**Task to complete**
The lines to copy are those in the records below that hold the word "tall".

**Source data**
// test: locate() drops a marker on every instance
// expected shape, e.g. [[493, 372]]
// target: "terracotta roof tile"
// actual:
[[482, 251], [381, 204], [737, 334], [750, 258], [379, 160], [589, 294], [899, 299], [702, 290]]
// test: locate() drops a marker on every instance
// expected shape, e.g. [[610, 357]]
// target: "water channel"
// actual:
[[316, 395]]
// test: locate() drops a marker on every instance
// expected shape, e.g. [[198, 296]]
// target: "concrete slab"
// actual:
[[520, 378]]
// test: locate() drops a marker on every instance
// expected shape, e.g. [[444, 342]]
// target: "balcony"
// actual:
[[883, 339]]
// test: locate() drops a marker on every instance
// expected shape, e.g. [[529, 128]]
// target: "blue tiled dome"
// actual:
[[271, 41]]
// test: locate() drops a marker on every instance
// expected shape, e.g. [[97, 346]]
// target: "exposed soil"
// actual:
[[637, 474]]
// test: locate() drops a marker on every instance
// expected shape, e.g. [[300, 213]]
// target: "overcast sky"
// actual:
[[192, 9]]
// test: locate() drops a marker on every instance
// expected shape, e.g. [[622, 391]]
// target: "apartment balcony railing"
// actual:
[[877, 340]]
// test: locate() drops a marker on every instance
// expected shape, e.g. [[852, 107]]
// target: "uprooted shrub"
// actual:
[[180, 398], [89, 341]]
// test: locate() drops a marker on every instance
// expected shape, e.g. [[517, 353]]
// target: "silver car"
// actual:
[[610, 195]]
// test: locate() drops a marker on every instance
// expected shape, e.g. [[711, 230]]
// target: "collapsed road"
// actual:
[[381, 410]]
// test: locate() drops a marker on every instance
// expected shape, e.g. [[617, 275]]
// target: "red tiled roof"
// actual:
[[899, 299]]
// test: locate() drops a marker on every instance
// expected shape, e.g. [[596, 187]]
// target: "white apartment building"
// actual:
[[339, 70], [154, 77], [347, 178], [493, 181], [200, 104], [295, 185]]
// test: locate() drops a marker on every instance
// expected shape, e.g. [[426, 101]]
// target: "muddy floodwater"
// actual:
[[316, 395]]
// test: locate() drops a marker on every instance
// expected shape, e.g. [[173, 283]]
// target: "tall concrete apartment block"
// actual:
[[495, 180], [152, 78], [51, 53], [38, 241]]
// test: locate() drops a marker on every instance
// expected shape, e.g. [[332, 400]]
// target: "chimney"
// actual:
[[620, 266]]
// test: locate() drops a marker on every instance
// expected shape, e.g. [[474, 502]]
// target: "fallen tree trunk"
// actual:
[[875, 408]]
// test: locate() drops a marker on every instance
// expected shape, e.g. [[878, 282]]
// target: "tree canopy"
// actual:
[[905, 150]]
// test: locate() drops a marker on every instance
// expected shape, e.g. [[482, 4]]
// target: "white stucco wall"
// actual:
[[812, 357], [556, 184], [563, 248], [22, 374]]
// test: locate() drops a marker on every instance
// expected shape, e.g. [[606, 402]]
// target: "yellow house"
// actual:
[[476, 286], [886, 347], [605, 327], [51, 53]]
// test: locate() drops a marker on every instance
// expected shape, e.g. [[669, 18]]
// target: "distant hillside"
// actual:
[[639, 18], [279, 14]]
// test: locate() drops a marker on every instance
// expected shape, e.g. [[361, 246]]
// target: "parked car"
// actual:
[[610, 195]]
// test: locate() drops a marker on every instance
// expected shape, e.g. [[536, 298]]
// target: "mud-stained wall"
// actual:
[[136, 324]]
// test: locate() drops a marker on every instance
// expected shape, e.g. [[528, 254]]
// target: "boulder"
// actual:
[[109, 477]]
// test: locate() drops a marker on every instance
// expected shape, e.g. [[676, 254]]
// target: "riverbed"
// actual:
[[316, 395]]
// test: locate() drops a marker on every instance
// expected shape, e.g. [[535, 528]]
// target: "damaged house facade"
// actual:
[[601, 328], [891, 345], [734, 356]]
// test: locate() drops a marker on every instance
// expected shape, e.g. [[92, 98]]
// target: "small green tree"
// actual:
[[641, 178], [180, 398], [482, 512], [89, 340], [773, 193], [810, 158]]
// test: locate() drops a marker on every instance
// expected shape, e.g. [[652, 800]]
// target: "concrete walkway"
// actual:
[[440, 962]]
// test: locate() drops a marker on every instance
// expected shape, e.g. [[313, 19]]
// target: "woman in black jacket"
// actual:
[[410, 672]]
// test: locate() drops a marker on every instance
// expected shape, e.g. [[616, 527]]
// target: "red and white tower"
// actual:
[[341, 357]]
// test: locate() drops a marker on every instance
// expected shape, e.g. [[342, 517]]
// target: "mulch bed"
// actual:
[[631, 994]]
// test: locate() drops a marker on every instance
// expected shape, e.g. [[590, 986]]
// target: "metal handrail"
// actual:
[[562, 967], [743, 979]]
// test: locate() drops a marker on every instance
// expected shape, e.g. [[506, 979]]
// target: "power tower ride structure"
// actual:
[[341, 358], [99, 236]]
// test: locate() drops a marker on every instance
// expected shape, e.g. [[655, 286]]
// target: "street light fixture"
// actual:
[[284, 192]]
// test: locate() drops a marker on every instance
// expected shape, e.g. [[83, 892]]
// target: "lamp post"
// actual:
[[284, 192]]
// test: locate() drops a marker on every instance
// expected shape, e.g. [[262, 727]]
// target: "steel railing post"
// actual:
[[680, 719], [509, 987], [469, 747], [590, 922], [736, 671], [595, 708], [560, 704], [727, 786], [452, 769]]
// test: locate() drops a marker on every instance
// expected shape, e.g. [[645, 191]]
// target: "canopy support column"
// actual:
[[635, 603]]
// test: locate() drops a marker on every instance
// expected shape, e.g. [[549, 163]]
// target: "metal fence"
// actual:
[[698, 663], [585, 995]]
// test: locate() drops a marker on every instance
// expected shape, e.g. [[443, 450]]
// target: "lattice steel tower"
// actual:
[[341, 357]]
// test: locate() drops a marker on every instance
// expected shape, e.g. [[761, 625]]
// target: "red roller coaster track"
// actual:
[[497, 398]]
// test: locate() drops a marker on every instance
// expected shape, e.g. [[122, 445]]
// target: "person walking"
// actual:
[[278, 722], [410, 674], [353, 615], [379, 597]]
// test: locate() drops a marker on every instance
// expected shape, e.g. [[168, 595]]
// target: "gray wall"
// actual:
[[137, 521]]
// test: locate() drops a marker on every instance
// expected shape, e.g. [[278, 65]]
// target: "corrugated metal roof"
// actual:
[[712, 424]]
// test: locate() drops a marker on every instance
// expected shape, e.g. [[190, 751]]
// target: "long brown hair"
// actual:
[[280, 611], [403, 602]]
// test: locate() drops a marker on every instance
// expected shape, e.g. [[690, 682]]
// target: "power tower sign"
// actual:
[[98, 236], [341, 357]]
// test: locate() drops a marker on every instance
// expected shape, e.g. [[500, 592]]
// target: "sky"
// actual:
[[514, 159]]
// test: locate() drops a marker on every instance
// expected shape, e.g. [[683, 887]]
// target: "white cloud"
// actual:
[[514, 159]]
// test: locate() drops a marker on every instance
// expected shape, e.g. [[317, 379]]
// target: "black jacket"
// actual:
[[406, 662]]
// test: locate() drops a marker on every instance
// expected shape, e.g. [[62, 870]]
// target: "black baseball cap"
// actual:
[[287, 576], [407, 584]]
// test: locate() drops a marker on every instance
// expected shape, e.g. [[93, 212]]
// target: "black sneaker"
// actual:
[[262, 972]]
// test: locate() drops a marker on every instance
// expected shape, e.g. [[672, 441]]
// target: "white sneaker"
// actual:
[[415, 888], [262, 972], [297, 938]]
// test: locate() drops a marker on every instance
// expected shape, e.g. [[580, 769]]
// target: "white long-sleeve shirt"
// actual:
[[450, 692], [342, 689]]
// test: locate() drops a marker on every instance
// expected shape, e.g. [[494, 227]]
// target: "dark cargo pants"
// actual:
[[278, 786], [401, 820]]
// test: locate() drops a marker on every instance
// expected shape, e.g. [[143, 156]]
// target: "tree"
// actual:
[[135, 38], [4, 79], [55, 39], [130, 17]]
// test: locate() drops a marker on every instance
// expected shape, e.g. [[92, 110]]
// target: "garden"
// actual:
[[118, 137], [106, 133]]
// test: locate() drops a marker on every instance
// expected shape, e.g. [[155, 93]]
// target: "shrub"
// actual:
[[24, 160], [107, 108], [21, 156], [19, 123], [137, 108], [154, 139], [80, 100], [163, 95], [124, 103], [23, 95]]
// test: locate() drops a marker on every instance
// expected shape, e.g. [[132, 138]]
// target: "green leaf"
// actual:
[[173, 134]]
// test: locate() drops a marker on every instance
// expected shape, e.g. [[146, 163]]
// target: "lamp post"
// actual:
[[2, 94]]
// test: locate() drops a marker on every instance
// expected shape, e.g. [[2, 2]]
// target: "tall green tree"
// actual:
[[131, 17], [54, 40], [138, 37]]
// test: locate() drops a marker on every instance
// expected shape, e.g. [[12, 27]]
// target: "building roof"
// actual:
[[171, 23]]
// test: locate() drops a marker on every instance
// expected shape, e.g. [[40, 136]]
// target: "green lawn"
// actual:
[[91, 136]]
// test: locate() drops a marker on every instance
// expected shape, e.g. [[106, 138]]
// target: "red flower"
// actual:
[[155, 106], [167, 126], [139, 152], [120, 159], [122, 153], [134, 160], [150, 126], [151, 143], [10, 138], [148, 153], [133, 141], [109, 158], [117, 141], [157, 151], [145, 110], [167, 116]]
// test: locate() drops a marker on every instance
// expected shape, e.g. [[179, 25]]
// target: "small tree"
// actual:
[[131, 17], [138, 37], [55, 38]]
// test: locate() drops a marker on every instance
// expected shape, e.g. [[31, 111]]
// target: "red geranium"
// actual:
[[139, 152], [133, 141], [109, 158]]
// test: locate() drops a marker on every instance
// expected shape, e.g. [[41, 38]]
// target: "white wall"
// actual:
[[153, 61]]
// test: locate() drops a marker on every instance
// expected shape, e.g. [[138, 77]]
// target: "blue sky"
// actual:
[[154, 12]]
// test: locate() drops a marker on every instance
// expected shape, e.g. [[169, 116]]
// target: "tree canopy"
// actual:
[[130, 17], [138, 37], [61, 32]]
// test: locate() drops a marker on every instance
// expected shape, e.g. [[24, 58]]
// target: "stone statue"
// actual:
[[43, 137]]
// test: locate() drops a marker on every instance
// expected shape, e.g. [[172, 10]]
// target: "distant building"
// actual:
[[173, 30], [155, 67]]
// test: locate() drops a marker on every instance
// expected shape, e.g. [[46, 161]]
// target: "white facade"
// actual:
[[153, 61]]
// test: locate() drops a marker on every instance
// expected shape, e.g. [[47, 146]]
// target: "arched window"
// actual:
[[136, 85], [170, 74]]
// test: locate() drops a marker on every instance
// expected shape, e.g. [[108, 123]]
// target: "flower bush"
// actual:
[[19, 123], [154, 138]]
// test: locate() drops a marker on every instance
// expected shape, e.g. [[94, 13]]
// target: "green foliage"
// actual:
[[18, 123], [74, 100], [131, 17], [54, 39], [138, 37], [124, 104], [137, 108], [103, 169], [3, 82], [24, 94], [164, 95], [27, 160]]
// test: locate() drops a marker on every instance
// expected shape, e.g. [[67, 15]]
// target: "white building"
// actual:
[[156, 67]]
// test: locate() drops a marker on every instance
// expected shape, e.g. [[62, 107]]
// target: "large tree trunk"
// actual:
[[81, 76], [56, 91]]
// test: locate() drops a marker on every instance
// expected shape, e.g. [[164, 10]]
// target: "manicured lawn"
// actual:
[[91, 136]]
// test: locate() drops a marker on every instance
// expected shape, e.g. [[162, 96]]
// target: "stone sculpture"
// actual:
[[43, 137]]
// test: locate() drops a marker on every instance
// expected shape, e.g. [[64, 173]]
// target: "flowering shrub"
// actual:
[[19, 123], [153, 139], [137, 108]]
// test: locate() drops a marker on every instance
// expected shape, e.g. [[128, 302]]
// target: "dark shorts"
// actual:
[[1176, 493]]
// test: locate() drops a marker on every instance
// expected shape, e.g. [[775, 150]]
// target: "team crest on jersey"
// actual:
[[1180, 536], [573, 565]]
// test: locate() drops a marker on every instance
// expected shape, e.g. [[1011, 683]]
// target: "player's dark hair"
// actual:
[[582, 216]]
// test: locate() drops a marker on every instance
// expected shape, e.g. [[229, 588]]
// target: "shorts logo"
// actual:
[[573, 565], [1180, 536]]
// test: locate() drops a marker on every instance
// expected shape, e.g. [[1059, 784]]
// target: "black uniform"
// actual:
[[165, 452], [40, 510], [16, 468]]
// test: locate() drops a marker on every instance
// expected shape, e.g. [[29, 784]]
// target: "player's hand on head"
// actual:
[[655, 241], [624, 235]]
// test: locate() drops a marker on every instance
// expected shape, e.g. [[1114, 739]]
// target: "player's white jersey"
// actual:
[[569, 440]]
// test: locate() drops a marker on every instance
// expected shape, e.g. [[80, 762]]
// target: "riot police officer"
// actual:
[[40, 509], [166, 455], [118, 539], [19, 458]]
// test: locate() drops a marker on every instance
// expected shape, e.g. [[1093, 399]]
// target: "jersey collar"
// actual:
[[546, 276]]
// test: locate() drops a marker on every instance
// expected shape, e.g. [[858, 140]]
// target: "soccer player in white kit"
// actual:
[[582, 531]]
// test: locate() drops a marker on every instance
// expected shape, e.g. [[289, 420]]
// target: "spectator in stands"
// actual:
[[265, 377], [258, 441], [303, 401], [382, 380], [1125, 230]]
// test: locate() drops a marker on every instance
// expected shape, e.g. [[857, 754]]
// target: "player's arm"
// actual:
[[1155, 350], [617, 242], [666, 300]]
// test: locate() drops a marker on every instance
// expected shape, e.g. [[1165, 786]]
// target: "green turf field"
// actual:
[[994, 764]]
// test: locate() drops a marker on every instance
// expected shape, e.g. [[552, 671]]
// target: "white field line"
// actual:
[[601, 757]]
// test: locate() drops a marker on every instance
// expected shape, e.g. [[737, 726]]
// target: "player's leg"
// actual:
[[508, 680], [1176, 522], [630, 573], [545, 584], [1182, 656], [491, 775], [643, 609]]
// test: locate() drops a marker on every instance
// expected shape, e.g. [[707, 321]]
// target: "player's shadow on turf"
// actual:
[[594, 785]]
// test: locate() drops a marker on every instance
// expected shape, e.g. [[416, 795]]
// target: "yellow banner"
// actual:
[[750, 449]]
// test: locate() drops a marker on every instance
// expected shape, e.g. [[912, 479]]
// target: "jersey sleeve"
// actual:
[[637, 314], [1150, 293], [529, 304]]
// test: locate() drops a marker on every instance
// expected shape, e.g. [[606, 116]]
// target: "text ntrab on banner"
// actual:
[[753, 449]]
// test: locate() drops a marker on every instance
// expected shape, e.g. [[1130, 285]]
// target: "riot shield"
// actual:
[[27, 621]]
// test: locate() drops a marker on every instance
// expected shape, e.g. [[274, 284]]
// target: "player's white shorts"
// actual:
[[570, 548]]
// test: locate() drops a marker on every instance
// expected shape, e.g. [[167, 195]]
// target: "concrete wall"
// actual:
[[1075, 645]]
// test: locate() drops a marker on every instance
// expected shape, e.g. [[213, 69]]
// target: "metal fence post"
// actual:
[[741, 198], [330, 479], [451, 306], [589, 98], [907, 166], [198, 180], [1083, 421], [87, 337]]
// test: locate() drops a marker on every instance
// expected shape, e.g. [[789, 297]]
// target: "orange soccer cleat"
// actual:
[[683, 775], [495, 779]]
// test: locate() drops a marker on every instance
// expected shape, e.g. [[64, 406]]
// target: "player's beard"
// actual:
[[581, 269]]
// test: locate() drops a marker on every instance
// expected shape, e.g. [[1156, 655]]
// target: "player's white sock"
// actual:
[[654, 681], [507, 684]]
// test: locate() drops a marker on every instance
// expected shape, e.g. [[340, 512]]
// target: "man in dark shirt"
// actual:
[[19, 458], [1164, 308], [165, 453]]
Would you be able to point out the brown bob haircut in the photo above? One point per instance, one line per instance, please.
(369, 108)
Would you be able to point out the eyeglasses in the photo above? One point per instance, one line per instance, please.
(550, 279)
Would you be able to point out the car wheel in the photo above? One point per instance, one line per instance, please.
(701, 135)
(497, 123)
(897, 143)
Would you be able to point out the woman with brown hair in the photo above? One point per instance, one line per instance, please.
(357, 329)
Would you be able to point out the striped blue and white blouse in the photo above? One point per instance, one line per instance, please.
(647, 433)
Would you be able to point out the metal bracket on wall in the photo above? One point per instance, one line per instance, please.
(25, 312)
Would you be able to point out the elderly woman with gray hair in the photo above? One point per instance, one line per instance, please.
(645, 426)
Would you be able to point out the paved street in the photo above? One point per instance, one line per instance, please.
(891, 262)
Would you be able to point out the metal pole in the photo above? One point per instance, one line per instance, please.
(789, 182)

**Written answer**
// target: "tall concrete apartment block"
// target: "tall green tree"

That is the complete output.